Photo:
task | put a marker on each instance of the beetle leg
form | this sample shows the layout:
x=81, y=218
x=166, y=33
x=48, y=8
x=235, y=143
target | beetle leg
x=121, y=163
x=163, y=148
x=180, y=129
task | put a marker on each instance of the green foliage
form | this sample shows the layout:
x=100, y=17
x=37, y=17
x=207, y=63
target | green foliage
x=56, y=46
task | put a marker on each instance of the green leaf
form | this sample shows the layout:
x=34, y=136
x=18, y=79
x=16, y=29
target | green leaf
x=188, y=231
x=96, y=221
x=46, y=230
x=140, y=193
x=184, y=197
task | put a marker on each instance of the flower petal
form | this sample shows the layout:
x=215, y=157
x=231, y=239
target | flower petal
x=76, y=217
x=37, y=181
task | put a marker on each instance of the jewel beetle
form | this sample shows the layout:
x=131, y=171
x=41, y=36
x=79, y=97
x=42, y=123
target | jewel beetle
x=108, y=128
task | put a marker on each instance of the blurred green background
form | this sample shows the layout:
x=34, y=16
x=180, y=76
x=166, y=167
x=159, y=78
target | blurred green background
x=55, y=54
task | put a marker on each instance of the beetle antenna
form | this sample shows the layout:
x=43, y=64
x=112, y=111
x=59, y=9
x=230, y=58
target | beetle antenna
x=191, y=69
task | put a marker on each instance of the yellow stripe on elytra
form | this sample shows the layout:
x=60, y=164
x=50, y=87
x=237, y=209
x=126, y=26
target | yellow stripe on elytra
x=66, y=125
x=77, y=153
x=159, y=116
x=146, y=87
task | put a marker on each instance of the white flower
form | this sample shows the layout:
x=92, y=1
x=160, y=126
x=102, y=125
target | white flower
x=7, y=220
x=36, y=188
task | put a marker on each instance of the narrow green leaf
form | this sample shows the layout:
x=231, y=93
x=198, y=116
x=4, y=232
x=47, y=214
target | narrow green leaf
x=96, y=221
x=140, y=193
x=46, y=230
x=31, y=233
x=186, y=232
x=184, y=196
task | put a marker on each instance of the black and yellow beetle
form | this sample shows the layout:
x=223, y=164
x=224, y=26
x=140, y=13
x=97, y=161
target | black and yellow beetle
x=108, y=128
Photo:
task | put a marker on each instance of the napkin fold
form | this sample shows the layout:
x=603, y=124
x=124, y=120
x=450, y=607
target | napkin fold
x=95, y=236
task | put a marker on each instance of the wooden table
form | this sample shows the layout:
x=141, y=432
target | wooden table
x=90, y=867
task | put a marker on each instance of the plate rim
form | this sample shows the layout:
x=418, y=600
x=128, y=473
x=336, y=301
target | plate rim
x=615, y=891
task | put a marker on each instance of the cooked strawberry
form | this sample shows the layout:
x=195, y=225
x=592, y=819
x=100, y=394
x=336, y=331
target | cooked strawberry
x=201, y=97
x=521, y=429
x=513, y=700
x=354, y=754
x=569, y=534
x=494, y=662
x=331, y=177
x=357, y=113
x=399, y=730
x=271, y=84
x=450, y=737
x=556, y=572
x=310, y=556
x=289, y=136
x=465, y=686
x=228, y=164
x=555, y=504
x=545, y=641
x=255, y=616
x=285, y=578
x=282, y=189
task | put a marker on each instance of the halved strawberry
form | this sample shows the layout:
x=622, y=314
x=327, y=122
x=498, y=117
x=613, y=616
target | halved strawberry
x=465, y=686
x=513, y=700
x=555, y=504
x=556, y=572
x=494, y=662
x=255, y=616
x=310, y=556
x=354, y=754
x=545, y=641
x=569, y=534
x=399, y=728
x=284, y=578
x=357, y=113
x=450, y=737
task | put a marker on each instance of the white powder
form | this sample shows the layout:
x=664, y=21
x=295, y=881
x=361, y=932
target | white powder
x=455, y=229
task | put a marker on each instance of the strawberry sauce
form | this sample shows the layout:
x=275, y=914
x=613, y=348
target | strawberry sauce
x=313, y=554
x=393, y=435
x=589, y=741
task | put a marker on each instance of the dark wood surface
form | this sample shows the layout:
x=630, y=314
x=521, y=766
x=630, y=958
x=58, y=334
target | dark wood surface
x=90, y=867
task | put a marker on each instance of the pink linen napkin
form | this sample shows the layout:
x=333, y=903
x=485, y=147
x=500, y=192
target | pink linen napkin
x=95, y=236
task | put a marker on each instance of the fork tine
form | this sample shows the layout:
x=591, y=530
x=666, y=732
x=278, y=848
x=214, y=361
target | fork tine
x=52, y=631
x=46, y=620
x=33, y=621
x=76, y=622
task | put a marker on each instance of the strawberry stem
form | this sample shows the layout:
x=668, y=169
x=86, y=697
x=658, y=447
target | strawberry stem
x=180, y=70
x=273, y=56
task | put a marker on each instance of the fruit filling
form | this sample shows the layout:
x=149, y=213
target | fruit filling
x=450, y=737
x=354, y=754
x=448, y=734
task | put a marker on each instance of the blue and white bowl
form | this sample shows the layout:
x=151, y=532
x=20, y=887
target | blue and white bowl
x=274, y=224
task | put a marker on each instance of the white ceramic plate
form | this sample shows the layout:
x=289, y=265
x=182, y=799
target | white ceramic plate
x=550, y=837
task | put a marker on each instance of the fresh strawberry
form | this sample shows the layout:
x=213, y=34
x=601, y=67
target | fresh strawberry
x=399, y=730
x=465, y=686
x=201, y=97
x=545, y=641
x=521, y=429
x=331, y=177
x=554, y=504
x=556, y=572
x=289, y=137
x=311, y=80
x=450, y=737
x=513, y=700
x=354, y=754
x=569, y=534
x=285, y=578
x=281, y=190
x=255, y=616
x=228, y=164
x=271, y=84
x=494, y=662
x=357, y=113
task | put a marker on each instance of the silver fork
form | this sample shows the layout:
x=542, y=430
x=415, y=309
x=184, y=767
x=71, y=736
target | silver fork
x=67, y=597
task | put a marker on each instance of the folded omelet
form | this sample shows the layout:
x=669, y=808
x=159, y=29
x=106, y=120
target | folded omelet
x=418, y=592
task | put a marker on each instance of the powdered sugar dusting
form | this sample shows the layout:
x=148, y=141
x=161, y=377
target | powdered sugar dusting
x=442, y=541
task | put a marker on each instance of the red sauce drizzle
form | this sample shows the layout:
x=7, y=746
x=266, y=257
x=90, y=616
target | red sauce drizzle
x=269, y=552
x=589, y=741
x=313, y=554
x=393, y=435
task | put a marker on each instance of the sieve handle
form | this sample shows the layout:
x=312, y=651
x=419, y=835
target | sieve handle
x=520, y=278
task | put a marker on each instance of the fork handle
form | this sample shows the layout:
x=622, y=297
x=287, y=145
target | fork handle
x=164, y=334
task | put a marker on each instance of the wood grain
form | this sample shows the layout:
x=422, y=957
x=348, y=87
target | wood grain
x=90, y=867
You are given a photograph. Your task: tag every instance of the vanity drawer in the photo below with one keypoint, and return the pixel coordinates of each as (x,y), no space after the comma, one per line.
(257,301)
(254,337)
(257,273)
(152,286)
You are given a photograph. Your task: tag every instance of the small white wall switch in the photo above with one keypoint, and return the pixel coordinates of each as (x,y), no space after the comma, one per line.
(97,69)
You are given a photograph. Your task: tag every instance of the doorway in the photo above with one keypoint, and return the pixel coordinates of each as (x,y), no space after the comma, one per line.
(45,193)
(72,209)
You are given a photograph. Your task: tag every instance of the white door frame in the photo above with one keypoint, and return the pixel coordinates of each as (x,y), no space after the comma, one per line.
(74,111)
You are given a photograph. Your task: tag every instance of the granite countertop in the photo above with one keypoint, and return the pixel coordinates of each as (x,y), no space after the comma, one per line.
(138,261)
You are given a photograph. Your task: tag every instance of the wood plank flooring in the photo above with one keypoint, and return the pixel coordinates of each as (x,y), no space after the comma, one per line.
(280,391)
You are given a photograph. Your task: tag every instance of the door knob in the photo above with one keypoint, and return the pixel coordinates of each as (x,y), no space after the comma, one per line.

================================

▶ [What you need to do] Retype, in the same exact form, the lines of the material above from the line holding "x=500, y=192" through the line holding "x=213, y=34".

▶ [Your response]
x=500, y=192
target | pink linen napkin
x=95, y=236
task | put a marker on each instance of the fork tine
form | this sample shows the layout:
x=591, y=530
x=666, y=732
x=278, y=848
x=214, y=361
target | fork tine
x=52, y=631
x=46, y=620
x=33, y=621
x=76, y=622
task | put a marker on each instance of the strawberry stem
form | this sample shows the layout:
x=668, y=169
x=86, y=697
x=658, y=447
target | strawberry stem
x=180, y=70
x=273, y=56
task | put a marker on each instance of the fruit filling
form | this sample shows the layout:
x=149, y=213
target | fruit filling
x=450, y=737
x=354, y=754
x=448, y=734
task | put a marker on each instance of the blue and white bowl
form | this sample shows the layout:
x=151, y=532
x=20, y=887
target | blue and white bowl
x=274, y=224
task | put a marker on each instance of the white ceramic plate
form | this sample shows the layout:
x=289, y=265
x=182, y=799
target | white ceramic plate
x=550, y=837
task | put a marker on each instance of the fresh strawberry
form | this sample shows the layout:
x=213, y=34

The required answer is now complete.